Object location annotation records:

* Start *

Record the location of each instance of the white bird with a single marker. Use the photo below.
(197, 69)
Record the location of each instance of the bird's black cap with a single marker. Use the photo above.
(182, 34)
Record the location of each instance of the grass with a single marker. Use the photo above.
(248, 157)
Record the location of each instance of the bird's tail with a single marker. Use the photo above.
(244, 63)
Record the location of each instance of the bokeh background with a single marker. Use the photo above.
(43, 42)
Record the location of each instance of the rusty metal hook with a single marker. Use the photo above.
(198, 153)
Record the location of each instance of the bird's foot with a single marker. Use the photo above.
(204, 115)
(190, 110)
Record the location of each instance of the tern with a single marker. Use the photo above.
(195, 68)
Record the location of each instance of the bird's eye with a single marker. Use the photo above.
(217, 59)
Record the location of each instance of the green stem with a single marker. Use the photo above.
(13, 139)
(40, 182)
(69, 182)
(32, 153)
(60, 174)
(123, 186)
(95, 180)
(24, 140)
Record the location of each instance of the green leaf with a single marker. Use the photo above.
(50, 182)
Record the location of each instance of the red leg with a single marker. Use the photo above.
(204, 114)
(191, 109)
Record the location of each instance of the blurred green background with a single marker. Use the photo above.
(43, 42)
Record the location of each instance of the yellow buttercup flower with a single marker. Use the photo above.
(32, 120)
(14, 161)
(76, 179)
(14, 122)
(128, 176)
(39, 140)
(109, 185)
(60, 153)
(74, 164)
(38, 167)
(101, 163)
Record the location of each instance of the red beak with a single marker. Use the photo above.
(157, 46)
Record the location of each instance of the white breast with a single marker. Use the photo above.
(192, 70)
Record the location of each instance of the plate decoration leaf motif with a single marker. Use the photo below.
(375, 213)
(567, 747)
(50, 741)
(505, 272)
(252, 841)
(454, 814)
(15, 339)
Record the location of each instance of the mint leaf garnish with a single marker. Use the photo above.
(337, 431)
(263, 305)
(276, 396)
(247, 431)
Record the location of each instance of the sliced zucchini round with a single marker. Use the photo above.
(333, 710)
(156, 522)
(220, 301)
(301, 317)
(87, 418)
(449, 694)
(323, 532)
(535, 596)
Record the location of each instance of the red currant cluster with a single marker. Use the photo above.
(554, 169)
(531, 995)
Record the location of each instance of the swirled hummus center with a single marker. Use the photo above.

* End *
* Start *

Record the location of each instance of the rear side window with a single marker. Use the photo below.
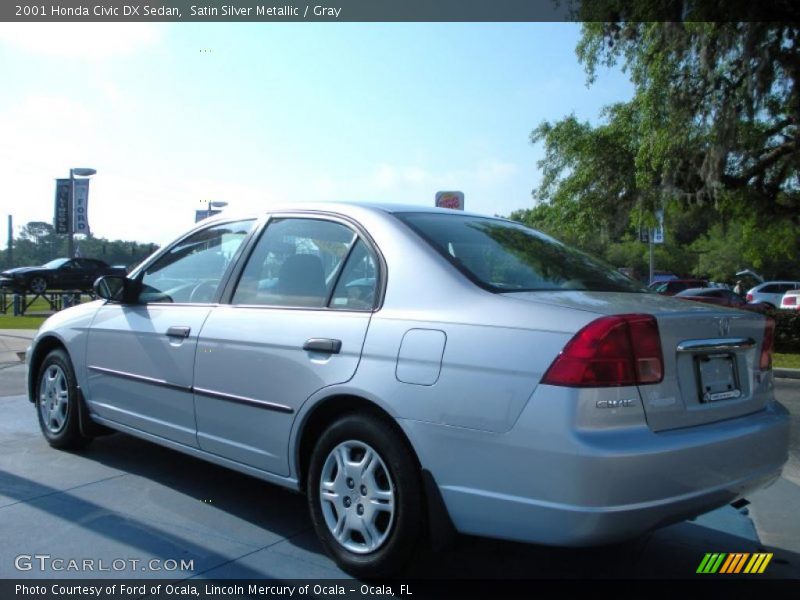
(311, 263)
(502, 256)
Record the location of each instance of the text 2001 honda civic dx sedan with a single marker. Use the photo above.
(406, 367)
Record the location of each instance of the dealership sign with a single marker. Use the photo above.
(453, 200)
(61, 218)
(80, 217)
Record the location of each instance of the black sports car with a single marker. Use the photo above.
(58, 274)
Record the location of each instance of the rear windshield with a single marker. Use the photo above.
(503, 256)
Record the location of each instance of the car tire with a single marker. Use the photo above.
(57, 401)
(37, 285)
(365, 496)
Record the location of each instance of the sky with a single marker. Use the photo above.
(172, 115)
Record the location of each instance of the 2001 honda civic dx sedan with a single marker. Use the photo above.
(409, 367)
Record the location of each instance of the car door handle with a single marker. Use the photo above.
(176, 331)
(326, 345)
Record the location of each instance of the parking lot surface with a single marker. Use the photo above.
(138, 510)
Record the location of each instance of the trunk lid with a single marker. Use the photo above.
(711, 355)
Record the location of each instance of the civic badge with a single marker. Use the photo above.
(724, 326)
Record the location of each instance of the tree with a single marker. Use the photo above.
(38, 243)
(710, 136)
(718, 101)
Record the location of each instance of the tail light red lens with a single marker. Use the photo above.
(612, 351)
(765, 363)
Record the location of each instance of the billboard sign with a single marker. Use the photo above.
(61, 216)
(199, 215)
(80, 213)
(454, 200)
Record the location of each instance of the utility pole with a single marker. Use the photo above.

* End *
* Start *

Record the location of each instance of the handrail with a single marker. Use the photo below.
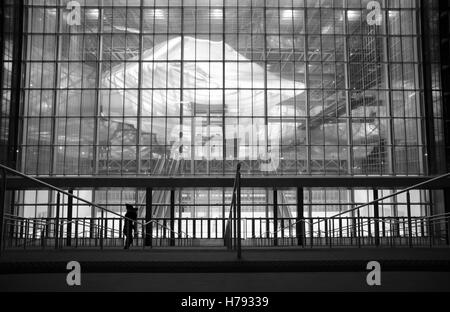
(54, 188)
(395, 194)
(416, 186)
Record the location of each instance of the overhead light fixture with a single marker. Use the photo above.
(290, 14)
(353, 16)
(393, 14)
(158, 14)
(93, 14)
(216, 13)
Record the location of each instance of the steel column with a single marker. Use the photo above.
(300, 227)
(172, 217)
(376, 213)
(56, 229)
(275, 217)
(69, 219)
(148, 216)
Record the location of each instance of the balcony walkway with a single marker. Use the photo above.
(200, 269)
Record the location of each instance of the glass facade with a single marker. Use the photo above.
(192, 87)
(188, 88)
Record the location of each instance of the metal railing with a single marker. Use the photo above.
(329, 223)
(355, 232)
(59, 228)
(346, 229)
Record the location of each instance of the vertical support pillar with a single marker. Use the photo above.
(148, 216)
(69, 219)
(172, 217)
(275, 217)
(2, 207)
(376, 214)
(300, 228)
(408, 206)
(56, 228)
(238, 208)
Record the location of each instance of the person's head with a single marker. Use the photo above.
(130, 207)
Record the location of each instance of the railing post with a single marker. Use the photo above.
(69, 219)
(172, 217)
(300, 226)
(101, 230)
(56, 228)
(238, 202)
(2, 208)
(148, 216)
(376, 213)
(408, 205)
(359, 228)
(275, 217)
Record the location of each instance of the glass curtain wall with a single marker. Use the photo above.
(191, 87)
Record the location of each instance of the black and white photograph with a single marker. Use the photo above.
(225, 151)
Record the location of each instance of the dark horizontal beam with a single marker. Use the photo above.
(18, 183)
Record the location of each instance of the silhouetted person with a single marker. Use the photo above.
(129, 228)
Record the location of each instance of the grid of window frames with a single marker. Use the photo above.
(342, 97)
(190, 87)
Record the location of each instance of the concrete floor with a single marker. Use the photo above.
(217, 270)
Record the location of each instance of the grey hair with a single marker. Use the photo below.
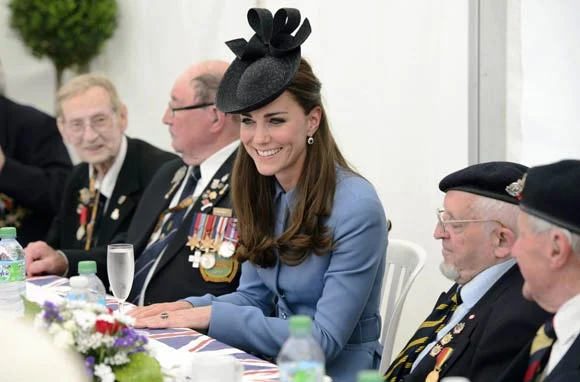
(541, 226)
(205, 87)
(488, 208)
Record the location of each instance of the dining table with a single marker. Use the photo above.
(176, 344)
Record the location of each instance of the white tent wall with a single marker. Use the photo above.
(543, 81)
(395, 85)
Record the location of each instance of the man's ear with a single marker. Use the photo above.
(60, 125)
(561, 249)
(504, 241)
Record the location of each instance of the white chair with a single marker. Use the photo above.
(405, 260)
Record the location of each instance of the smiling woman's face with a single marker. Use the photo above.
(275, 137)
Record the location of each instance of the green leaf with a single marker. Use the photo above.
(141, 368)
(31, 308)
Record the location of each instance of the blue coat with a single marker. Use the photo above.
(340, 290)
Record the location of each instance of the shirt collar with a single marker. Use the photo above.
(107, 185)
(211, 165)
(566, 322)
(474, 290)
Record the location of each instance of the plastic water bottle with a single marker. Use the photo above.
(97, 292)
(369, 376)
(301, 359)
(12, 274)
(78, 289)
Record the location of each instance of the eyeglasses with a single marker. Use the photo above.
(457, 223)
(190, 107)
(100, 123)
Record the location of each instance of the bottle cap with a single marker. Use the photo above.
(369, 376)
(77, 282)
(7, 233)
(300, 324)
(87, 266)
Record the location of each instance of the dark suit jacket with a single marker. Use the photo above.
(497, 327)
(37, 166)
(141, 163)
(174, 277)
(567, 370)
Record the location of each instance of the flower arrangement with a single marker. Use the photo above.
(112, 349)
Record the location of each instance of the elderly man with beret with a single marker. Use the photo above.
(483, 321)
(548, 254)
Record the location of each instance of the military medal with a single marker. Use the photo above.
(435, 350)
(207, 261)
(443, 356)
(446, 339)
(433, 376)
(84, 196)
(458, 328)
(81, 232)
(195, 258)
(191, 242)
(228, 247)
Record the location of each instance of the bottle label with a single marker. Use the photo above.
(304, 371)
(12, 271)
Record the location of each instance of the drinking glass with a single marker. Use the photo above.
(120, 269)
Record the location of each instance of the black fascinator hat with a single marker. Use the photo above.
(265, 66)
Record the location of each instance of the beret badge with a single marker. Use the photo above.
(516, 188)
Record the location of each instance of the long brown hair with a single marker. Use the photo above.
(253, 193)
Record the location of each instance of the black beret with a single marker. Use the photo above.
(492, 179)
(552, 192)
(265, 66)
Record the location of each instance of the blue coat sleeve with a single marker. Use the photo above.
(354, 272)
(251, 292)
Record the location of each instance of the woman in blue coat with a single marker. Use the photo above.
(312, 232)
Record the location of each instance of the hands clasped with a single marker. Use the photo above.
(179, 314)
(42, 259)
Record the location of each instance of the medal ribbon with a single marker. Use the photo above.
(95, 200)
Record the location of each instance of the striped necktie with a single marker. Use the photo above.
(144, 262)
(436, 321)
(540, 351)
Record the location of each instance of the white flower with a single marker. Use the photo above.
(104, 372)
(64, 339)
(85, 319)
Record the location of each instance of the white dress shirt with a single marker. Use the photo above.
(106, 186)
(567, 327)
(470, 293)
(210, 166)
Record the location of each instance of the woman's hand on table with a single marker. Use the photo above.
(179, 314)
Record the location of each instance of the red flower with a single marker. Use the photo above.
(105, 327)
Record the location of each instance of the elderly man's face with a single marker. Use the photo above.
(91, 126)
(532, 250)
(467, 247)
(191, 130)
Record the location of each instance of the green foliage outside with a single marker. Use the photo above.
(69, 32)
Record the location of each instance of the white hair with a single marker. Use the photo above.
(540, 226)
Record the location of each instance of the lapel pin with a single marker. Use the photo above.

* End *

## Required work:
Show every line of the records above that contains the word "light", copying each line in full.

## Result of the task:
Record the location of each instance of the tail light red lens with a single marker. Use the photo above.
Record the location of each instance of the overhead light fixture with a single marker. Use the photo above.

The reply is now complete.